§ Task goal
Filter the lines below, copying each one that contains the string "window". Matching is case-sensitive.

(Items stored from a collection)
>> Begin

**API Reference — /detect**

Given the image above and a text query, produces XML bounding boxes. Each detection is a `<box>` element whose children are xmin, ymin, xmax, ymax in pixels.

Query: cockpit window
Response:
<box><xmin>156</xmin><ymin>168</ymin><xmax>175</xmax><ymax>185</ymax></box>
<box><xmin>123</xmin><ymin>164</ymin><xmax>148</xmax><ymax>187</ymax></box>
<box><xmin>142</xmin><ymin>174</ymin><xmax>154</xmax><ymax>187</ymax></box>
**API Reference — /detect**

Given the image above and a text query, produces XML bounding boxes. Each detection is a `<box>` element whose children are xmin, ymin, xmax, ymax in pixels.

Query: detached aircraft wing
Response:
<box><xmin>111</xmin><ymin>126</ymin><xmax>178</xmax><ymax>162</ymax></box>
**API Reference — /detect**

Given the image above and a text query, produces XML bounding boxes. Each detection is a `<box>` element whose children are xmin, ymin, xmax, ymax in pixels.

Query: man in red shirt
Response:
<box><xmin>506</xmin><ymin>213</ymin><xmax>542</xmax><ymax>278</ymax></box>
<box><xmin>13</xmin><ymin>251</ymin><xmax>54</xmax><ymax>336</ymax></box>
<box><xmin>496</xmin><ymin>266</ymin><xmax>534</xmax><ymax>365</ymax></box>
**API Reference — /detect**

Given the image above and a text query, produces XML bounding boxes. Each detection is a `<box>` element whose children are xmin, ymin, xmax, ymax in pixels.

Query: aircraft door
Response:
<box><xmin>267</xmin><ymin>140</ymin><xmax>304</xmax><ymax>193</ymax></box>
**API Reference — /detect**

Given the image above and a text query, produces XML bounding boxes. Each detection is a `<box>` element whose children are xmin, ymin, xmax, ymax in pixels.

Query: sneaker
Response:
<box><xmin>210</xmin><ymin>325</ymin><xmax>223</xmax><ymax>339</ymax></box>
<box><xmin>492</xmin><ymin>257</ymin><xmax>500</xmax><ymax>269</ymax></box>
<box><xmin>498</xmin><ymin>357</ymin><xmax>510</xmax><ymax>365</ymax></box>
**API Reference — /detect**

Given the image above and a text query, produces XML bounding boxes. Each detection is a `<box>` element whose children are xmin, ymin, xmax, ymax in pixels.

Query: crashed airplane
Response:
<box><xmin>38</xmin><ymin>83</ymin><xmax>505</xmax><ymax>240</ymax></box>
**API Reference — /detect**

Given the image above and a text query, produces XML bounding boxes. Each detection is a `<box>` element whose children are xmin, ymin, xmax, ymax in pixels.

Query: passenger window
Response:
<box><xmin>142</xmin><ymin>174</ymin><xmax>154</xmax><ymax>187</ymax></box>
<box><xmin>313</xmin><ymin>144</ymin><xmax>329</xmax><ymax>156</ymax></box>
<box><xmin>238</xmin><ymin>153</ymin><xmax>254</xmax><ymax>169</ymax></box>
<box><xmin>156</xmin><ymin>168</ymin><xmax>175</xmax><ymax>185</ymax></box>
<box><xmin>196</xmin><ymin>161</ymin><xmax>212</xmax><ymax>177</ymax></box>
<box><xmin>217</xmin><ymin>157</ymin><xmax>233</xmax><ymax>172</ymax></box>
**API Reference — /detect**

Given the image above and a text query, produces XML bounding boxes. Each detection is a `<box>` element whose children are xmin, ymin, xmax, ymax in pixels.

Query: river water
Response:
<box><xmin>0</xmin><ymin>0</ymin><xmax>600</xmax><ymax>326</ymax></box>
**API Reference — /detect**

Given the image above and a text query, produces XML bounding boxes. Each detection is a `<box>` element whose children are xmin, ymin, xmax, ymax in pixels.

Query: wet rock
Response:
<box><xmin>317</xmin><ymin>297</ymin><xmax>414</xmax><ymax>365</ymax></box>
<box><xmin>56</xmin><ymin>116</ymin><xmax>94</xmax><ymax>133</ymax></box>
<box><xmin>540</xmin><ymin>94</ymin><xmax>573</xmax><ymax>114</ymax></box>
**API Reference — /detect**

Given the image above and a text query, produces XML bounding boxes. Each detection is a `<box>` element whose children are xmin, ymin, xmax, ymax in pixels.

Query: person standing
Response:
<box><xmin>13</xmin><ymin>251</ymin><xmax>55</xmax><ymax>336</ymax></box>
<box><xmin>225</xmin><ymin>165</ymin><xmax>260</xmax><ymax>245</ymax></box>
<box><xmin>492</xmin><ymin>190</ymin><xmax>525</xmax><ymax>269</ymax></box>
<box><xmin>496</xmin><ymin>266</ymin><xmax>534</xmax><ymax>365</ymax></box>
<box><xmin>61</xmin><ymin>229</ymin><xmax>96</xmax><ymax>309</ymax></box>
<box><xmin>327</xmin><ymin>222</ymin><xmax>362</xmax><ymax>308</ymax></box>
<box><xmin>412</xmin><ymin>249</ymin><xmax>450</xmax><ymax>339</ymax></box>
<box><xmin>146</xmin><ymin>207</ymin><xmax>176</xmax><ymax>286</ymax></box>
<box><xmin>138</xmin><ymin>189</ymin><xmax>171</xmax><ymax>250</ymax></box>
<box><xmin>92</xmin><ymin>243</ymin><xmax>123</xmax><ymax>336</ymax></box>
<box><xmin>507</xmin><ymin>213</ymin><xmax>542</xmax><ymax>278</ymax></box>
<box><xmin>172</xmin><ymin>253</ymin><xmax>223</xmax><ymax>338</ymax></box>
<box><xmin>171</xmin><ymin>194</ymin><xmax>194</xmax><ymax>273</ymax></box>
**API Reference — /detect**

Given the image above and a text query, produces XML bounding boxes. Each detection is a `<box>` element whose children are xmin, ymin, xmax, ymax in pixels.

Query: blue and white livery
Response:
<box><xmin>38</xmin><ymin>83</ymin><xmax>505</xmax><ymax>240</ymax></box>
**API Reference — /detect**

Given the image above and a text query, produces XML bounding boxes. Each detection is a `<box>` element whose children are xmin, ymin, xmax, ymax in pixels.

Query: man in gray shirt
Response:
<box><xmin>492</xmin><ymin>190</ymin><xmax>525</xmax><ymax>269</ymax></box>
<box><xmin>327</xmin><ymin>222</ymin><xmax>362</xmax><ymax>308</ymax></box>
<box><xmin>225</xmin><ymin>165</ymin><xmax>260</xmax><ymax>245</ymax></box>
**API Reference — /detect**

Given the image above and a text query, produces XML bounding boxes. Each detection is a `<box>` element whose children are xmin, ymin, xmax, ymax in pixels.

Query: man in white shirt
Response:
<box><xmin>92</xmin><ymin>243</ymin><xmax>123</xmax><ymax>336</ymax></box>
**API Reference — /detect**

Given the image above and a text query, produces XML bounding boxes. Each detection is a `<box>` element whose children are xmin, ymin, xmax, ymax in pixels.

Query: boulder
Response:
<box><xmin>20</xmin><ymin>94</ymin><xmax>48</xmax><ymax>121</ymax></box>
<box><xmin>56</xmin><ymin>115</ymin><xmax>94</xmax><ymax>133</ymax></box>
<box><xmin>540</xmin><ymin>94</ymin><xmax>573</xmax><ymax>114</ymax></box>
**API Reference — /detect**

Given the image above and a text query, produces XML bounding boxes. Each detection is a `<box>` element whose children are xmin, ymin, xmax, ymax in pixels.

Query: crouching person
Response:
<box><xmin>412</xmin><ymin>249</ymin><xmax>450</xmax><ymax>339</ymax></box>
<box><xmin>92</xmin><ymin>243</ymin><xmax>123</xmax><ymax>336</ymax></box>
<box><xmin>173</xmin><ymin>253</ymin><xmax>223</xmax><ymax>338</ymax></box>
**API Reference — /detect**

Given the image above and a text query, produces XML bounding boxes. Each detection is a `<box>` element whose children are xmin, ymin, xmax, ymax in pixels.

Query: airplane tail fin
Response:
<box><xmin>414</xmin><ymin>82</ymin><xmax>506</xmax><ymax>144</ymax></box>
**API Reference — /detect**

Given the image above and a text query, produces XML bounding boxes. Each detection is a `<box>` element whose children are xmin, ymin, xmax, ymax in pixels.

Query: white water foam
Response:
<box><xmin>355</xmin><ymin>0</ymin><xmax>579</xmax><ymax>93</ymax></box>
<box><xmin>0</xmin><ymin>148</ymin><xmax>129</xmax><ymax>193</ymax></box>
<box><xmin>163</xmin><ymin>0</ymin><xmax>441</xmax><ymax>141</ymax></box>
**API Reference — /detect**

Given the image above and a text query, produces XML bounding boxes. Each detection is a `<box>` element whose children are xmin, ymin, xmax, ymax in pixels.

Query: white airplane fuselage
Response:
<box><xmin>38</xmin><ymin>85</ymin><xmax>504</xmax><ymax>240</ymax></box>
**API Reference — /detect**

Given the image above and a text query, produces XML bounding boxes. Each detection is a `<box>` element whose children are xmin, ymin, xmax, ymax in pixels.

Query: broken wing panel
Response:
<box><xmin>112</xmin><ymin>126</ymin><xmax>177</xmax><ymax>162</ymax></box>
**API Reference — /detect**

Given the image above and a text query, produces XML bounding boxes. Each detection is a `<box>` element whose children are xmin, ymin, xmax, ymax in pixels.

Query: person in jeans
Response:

>> End

§ Exercise solution
Query: cockpit window
Query: passenger window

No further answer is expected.